___ INPUT DATA

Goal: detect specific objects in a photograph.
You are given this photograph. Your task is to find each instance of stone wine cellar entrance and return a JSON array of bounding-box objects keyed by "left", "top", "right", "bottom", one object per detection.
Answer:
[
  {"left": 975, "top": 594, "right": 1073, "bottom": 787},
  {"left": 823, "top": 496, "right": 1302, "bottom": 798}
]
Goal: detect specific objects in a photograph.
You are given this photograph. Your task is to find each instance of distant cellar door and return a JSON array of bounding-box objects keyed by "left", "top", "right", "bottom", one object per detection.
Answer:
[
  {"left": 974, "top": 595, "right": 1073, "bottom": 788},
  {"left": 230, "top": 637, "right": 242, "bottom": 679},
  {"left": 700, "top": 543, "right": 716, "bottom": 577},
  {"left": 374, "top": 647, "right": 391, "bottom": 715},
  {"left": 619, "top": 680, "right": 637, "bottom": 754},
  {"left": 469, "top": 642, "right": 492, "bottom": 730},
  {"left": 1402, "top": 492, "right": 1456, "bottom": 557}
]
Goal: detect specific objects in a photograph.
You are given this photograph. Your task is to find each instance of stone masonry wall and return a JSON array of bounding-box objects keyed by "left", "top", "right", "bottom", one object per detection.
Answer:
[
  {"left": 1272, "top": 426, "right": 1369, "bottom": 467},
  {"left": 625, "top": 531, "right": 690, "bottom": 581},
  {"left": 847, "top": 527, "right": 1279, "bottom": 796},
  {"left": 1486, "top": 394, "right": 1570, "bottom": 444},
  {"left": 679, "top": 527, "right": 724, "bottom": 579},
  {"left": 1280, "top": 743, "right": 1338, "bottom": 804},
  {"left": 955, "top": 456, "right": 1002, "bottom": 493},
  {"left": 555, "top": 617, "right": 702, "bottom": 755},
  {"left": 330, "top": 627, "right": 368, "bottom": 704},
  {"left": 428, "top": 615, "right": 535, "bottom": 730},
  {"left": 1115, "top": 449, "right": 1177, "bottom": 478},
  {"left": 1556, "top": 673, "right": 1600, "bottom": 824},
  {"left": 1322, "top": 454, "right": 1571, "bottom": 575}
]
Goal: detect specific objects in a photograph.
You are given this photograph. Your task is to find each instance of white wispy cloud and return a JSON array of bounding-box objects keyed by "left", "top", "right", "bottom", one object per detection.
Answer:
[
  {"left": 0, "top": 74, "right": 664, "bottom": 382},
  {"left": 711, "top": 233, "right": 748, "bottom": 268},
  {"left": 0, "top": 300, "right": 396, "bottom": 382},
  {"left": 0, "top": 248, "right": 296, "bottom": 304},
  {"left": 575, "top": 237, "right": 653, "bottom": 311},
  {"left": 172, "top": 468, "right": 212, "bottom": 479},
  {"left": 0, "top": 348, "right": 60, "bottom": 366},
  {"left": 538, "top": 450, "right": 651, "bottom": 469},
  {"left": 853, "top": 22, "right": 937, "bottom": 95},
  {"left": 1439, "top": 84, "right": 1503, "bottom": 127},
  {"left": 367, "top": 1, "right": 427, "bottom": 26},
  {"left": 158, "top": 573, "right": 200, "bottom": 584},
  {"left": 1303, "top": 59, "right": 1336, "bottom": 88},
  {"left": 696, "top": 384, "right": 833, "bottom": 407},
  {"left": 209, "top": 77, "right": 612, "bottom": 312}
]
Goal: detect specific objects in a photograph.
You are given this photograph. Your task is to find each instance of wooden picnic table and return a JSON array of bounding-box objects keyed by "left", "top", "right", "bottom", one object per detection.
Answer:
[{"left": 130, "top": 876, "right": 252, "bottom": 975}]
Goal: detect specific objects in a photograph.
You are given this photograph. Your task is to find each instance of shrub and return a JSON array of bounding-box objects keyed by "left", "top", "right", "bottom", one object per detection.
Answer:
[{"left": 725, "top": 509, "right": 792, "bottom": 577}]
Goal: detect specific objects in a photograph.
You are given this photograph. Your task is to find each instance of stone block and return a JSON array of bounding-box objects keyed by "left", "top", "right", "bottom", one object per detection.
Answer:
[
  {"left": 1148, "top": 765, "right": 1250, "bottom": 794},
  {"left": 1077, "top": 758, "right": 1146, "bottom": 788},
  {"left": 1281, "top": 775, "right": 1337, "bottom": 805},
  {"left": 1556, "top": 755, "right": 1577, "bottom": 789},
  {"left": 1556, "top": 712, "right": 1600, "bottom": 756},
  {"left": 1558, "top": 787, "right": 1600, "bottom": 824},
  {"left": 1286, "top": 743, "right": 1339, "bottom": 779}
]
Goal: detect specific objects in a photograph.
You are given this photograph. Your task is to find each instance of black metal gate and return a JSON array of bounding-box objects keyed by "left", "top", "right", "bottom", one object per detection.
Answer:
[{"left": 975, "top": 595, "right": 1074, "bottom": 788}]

______

- _EXERCISE GOAL_: Given the records above, return exactly the lines starting at the line containing "of stone wine" and ending at the line containing "of stone masonry", including both.

- _YOUR SOLUTION_:
You are given this photograph. Your task is to find each instance of stone wine cellar entrance and return a JSON array of bounding-box objects keyed by "left", "top", "right", "bottom", one object per detection.
Answer:
[
  {"left": 975, "top": 594, "right": 1073, "bottom": 787},
  {"left": 823, "top": 496, "right": 1302, "bottom": 798}
]
Goal: detect specific objects in a photograph.
You are given this photograph. Your task is to find each instance of distant cellar door and return a JSON array of bounding-box objects keyed by "left", "top", "right", "bottom", one object per detection.
Answer:
[
  {"left": 974, "top": 595, "right": 1073, "bottom": 788},
  {"left": 230, "top": 637, "right": 242, "bottom": 679},
  {"left": 700, "top": 543, "right": 716, "bottom": 577},
  {"left": 374, "top": 647, "right": 391, "bottom": 715},
  {"left": 619, "top": 680, "right": 637, "bottom": 754},
  {"left": 469, "top": 642, "right": 492, "bottom": 730},
  {"left": 1402, "top": 492, "right": 1456, "bottom": 557}
]
Goal: detect specific objects in a photograph.
You are given this photograph. Your task is to find each instance of stone masonry wall and return a JSON array of bounding-box objects keyed by "left", "top", "right", "bottom", one object per detection.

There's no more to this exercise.